[Image location labeling entries]
-------------------------

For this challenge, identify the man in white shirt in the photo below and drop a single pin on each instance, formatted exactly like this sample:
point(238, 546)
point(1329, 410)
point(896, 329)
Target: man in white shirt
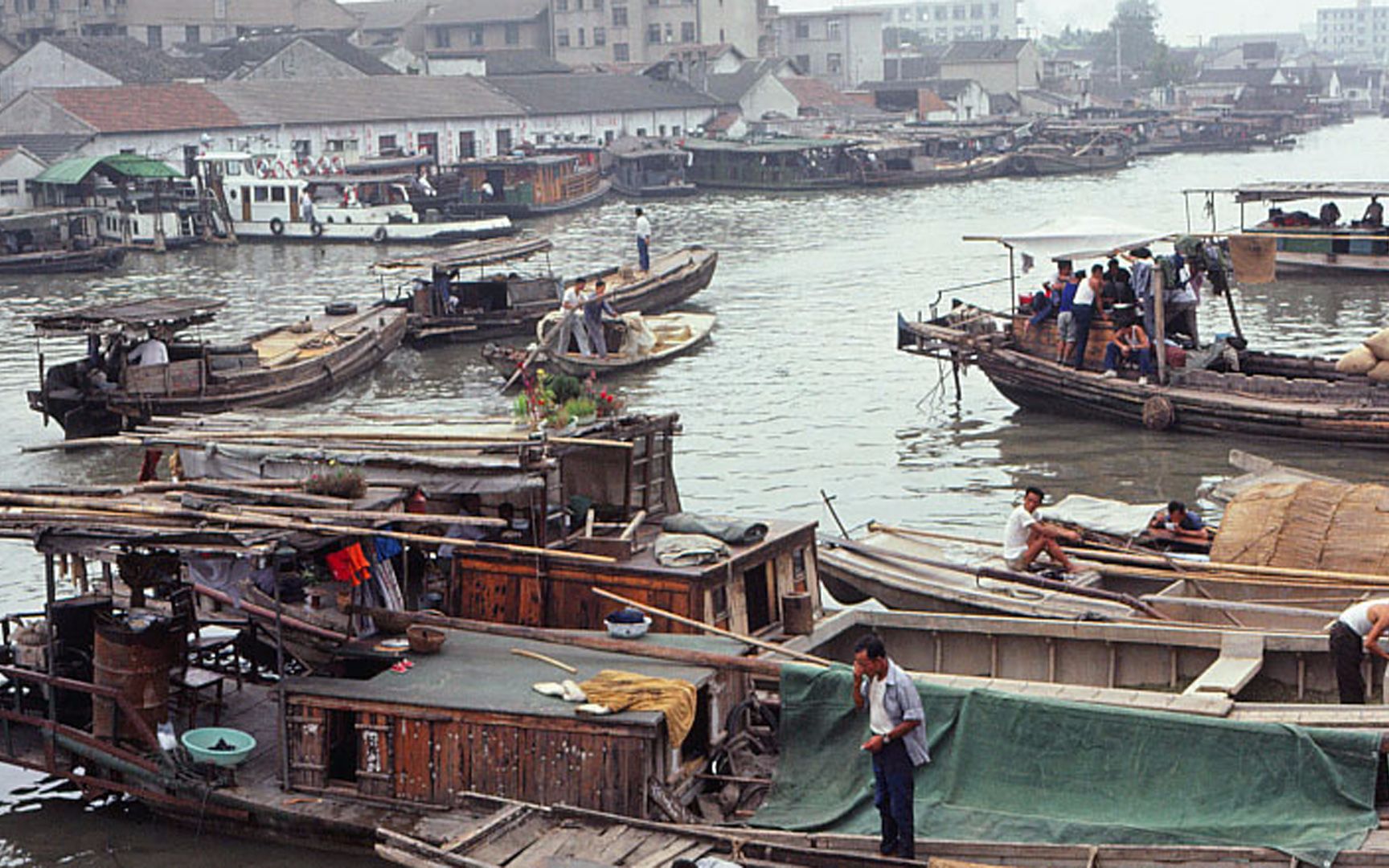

-------------------------

### SHORT EXERCISE
Put the lines above into a numbered list, skipping blank lines and leaving the picture out.

### SOLUTION TO THIS EXERCISE
1. For this challenge, identify the man in white shirt in the photo below and drop a single pin on each instance, formatted exactly like this sample:
2. point(238, 546)
3. point(1329, 410)
4. point(896, 329)
5. Target: man in white shirt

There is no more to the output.